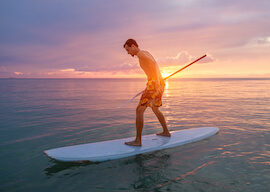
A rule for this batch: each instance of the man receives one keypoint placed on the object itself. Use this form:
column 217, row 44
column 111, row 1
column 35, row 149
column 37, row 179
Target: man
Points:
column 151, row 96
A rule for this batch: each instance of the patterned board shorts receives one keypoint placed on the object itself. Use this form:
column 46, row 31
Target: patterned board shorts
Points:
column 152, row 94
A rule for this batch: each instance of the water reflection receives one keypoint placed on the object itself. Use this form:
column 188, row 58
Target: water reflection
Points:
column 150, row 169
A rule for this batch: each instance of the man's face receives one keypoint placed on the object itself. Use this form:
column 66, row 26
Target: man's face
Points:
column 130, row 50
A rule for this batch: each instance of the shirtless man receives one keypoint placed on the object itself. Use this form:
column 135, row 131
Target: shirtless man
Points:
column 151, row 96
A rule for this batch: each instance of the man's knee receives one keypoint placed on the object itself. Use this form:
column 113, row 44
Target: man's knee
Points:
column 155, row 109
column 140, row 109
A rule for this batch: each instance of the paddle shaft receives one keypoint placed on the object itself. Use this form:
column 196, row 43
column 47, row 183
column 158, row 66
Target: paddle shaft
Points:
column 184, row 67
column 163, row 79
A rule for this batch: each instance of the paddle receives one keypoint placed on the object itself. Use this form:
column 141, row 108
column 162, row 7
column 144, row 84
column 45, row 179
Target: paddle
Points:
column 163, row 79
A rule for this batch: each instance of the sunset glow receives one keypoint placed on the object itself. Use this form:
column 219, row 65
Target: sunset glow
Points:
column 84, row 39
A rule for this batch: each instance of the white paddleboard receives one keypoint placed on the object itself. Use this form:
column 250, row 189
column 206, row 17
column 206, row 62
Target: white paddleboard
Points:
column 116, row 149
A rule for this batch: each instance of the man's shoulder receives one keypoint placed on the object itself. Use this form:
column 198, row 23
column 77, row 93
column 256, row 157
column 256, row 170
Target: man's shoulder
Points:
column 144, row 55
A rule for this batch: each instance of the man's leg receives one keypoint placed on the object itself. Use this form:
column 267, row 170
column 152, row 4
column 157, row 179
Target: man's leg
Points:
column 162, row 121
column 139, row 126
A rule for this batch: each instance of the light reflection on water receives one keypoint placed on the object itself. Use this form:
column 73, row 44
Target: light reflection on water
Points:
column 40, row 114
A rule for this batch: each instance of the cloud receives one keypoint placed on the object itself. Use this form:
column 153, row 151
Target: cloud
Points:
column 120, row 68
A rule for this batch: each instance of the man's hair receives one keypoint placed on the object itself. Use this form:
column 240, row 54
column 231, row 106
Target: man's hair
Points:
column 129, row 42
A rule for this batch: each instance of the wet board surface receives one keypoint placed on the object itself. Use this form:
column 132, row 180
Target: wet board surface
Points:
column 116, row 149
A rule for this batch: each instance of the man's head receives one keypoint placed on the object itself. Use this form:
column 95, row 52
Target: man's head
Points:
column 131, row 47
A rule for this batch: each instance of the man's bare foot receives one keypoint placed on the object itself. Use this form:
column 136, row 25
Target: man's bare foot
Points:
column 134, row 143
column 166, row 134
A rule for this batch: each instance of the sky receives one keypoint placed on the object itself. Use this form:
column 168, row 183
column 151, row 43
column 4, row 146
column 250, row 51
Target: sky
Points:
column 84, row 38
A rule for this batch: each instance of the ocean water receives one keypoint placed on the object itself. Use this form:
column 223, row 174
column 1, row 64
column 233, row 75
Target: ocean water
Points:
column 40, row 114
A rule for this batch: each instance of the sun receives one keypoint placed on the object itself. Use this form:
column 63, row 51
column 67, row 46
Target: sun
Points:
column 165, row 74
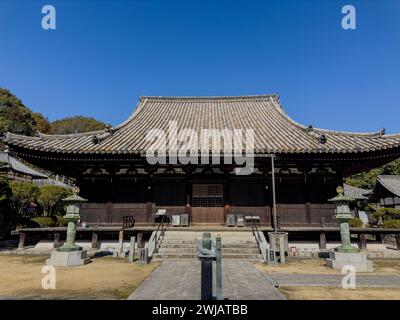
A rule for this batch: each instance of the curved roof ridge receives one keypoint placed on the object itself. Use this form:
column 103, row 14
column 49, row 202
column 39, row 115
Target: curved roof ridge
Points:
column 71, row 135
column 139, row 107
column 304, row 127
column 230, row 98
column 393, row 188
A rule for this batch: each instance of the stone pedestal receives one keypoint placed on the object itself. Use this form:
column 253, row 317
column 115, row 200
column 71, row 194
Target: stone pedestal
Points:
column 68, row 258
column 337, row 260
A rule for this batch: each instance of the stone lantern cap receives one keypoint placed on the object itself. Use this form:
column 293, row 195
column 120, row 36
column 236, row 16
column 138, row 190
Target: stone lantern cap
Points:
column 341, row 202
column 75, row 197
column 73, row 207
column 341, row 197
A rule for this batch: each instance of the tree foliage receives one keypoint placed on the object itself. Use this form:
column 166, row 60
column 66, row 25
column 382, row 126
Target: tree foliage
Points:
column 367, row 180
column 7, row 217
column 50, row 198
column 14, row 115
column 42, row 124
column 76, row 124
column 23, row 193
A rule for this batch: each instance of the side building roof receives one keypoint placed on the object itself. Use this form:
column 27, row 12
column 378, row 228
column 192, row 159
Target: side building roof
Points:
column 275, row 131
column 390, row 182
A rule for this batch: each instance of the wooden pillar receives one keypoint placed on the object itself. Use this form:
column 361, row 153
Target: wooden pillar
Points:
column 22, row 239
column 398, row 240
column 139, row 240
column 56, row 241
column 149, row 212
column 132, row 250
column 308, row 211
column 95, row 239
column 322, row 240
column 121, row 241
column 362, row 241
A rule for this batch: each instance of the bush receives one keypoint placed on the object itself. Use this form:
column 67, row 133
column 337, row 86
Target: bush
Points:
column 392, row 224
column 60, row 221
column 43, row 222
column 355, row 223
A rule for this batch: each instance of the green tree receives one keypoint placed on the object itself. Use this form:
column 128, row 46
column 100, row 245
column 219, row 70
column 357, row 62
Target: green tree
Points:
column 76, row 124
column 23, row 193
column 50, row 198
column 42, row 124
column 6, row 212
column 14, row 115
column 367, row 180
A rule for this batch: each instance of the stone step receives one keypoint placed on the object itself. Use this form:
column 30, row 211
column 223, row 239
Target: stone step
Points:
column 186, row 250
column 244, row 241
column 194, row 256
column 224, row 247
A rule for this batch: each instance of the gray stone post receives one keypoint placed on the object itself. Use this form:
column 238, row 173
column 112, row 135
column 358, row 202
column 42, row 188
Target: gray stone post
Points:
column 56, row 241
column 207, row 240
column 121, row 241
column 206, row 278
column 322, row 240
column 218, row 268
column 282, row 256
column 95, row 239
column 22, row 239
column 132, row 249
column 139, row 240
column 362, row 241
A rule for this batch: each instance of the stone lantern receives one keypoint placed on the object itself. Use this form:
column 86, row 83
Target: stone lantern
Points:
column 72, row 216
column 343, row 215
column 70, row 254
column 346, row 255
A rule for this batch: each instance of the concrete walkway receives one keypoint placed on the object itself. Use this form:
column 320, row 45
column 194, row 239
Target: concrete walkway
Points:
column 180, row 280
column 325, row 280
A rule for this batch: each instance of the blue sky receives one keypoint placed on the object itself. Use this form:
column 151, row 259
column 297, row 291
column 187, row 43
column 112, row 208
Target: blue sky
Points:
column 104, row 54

+++

Transcribe, with no changes, the lines of the data above, starting at the line that contains "A rule for this batch: each instance of the white" and ending with the line that contains "column 139, row 126".

SOLVED PROBLEM:
A rule for this batch: each instance of the white paddleboard receives one keypoint placed on the object itself. Use this form:
column 250, row 189
column 206, row 17
column 206, row 62
Target: white paddleboard
Points:
column 116, row 149
A rule for this batch: each instance of the man's shoulder receives one keypoint placed on the object itself. Use this form:
column 198, row 23
column 77, row 93
column 256, row 157
column 256, row 170
Target: man's shoulder
Points:
column 144, row 55
A rule for this batch: each instance of the man's leg receives one keypoint placed on the object itself. Use this form:
column 267, row 170
column 152, row 4
column 157, row 179
Target: man's leg
Points:
column 162, row 121
column 139, row 126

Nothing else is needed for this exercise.